__Tarefa pedida__
Extraia dos registros todas as linhas em que aparece a palavra "woman".

Entradas de anotação de regiões:
_ _ _

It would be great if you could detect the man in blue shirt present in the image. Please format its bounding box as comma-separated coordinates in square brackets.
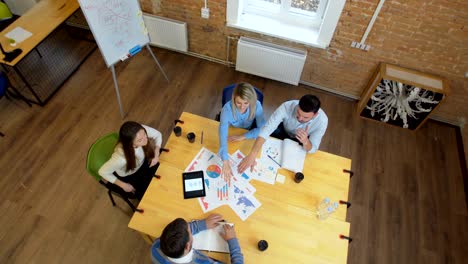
[238, 94, 328, 172]
[151, 214, 244, 264]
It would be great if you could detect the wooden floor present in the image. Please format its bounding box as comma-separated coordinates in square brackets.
[0, 50, 468, 264]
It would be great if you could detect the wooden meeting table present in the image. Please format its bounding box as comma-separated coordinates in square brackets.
[128, 112, 351, 263]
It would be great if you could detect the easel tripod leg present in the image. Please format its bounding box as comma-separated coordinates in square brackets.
[111, 65, 125, 119]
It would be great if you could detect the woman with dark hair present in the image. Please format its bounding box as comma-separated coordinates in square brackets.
[99, 121, 162, 200]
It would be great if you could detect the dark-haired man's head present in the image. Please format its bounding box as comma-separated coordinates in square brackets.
[296, 94, 320, 123]
[160, 218, 193, 258]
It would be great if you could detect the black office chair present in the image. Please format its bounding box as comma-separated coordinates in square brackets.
[215, 83, 263, 121]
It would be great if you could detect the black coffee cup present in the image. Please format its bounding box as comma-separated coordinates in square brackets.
[294, 172, 304, 183]
[174, 126, 182, 137]
[258, 240, 268, 251]
[187, 132, 195, 143]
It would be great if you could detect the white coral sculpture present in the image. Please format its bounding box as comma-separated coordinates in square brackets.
[366, 79, 440, 128]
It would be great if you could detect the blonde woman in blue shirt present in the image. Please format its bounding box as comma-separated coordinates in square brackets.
[218, 83, 265, 181]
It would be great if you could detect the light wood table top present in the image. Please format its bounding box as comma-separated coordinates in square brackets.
[129, 113, 351, 263]
[0, 0, 80, 66]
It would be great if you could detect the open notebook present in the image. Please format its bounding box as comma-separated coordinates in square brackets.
[193, 225, 229, 253]
[261, 138, 307, 172]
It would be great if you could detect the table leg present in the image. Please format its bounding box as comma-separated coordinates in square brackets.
[13, 66, 44, 106]
[138, 232, 154, 245]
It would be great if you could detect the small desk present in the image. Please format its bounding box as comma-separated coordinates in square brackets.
[0, 0, 96, 105]
[129, 113, 351, 263]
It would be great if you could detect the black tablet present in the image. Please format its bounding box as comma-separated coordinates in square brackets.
[182, 171, 206, 199]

_ _ _

__Resolução do exercício__
It would be great if you could detect the woman with dark hair present in the image. Please format its bounding box as comma-separated coordinates in square brackets.
It would be great if you could detect the blonde woman in blue shirt present in the image. Please format its bounding box as comma-separated coordinates in square brackets.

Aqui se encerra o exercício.